[Records from a data collection]
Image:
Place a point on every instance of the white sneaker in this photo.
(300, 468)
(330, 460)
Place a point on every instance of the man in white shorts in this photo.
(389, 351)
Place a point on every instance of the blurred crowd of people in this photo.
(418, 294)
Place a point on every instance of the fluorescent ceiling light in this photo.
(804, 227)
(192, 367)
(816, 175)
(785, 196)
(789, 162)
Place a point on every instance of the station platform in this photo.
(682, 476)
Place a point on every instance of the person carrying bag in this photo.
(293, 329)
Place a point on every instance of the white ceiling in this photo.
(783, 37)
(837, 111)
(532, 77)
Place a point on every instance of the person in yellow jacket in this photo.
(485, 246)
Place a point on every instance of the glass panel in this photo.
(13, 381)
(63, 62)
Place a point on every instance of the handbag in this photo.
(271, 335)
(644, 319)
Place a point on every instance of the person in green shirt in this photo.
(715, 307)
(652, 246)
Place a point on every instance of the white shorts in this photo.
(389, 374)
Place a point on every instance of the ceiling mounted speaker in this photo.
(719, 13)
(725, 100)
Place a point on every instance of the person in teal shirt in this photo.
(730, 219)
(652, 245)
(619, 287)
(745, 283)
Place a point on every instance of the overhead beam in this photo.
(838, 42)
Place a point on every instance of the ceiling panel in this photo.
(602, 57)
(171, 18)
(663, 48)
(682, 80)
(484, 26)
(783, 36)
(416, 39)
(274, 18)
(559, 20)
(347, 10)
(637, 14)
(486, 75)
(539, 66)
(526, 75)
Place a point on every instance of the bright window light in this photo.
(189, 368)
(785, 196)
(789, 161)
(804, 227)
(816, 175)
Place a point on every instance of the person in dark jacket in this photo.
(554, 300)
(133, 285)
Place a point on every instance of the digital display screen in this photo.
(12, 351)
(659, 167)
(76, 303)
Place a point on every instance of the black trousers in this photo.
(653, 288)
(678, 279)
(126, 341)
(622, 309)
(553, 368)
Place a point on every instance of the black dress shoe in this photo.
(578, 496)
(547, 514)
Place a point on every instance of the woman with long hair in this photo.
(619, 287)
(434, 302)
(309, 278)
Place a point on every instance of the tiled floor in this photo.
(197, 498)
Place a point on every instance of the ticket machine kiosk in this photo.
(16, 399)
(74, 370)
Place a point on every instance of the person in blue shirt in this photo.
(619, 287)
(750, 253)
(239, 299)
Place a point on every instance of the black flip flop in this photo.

- [BRIEF] Can you give these lines again with each "Place a point on" swapped for "Mark" and nothing else changed?

- [RIGHT ANSWER]
Image:
Mark every instance of the white sneaker in this photo.
(300, 468)
(330, 460)
Mark every instance of the man in white shorts in this photo.
(389, 351)
Mark every instance of the blurred crowd of people in this photo.
(418, 294)
Mark every instance of the fluorescent ceiling light in this photo.
(804, 227)
(192, 367)
(816, 175)
(785, 196)
(789, 162)
Mark every instance of the station platform in this photo.
(682, 476)
Mark every instance of the person carrying bag in this photo.
(293, 329)
Mark every instance of the white ceiling in this photo.
(783, 37)
(837, 111)
(532, 77)
Mark every instance of the person in yellow jacket in this photo.
(485, 246)
Mark every instance of the glass panel in this photo.
(13, 381)
(63, 62)
Mark every instance of the handbag in this photo.
(271, 335)
(644, 319)
Mark every instance of the person in green shirt in this photo.
(715, 307)
(652, 246)
Mark every instance of the white shorts in this photo.
(389, 374)
Mark every instance of the ceiling mounted speaker in this photo.
(719, 13)
(725, 100)
Mark every instance of the person in teal shirt in this photo.
(730, 219)
(652, 245)
(619, 287)
(745, 283)
Mark every instance of the overhead beam in this photo.
(838, 42)
Mark every instance of the ceiling panel in this photo.
(602, 57)
(171, 18)
(663, 48)
(682, 80)
(484, 26)
(783, 36)
(416, 39)
(274, 18)
(559, 20)
(347, 10)
(637, 14)
(486, 75)
(539, 66)
(526, 75)
Mark every instance of the bright window light in this photo.
(189, 368)
(785, 196)
(789, 161)
(804, 227)
(816, 175)
Mark every instance of the person in dark jacket in this photo.
(554, 300)
(133, 285)
Mark every instance of the digital display screen in this photo.
(12, 351)
(659, 167)
(76, 303)
Mark every instance of the black trousers in this photo.
(653, 288)
(678, 279)
(126, 341)
(622, 309)
(553, 368)
Mark every instance of the black dress shoe in this photo.
(578, 496)
(547, 514)
Mark every instance of the woman with long hair in this photo.
(619, 287)
(434, 302)
(309, 278)
Mark every instance of the tiled floor in this photo.
(197, 498)
Mark every instance of the ticket machine kiosk in this photo.
(16, 399)
(74, 370)
Mark every instance of the person in blue shirt in this photo.
(619, 287)
(750, 253)
(239, 299)
Mark every instance of the black flip flop in this photo.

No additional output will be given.